▶ [Tasks]:
[1] On the loss functions page below, what do the {shock_sym}_1 shocks represent and what are they used for?
[2] Write the next part of the loss functions page below, picking up right after its last line.

▶ [Passage]:
______________________________
Loss Functions¶

The loss module provides the objective functions minimized during neural network training. Each loss wraps a BellmanPeriod and encodes a different optimality criterion: static reward maximization, estimated discounted lifetime reward, Bellman equation residuals, or Euler equation residuals.

class skagent.loss.BellmanEquationLoss(bellman_period, value_function, parameters=None, agent=None, foc_weight=0.0)¶

Creates a Bellman equation loss function for the Maliar method.

The Bellman equation is: V(s) = max_c { u(s,c,ε) + β E_ε’[V(s’)] } where s’ = f(s,c,ε) is the next state given current state s, control c, and shock ε, and the expectation E_ε’ is taken over future shock realizations ε’.

This function expects the input grid to contain two independent shock realizations: - {shock_sym}_0: shocks for period t (used for immediate reward and transitions) - {shock_sym}_1: shocks for period t+1 (used for continuation value evaluation)

Parameters:

bellman_period (BellmanPeriod) – The model block containing dynamics, rewards, and shocks
value_function (Union[dict[str, Callable], Callable]) – A value function that takes state variables and returns value estimates
parameters (dict[str, Any] | None) – Model parameters for calibration
agent (str | None) – Agent identifier for rewards
foc_weight (float)
______________________________
▶ [Records provided]:
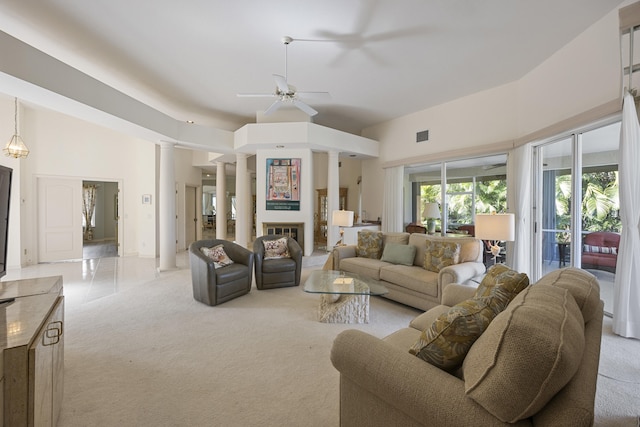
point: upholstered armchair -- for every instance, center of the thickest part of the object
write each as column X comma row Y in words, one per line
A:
column 280, row 265
column 218, row 279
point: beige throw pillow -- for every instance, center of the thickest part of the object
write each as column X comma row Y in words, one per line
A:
column 218, row 256
column 440, row 255
column 369, row 244
column 275, row 249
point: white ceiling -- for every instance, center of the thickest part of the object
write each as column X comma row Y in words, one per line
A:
column 383, row 59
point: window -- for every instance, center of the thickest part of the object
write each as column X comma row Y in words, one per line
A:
column 476, row 185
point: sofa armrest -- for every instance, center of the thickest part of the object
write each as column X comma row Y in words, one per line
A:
column 342, row 252
column 459, row 273
column 455, row 293
column 403, row 382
______________________________
▶ [Answers by task]:
[1] They are shocks for period t+1, used for continuation value evaluation.

[2]
class skagent.loss.CustomLoss(loss_function, block, parameters=None, other_dr=None)¶

A custom loss function that computes the negative reward for a block, assuming it is executed just once (a non-dynamic model)

TODO: leaving this as ambiguously about Blocks and BellmanPeriods for now

class skagent.loss.EstimatedDiscountedLifetimeRewardLoss(bellman_period, big_t, parameters)¶

A loss function for a Block that computes the discounted lifetime reward for T time periods.

Parameters:

bellman_period
big_t (int) – The number of time steps to compute reward for
parameters

class skagent.loss.EulerEquationLoss(bellman_period, parameters=None, agent=None, weight=1.0, constrained=False)¶

Creates an Euler equation loss function for the Maliar method.

The Euler equation is the first-order condition from the Bellman equation, relating marginal rewards across periods. For a DSOP with control \(x_t\), arrival states \(s_t\), and pre-decision states \(m_t\), this loss function computes the Euler equation residual:

\[f = u'(x_t) + \beta \cdot u'(x_{t+1}) \cdot \sum_s \left[ \frac{\partial s_{t+1}}{\partial x_t} \cdot \frac{\partial m'}{\partial s_{t+1}} \right]\]

where \(f\) is the residual that equals zero at optimality, \(s_{t+1}\) is the next-period arrival state, and \(m'\) is the pre-decision state.

The discount factor \(\beta\) is obtained from the BellmanPeriod via bellman_period.discount_variable, so it adapts to the model’s calibration.

Multi-control support:

For models with \(J\) control variables, a separate Euler residual is computed per control. The loss sums over all controls: \(L = \sum_j w \cdot f_j^2\).

Handling Inequality Constraints (Fischer-Burmeister):

When constrained=True and a control has an upper_bound defined on its Control object, the complementarity conditions

\[f \geq 0, \quad s \geq 0, \quad f \cdot s = 0\]

(where \(s\) is the constraint slack) are replaced by the smooth Fischer-Burmeister equation (Maliar et al. 2021, equation 25):

\[\text{FB}(f, s) = f + s - \sqrt{f^2 + s^2} = 0\]

For controls without an explicit upper_bound, the loss falls back to the one-sided \(\text{relu}(-f)^2\) formulation.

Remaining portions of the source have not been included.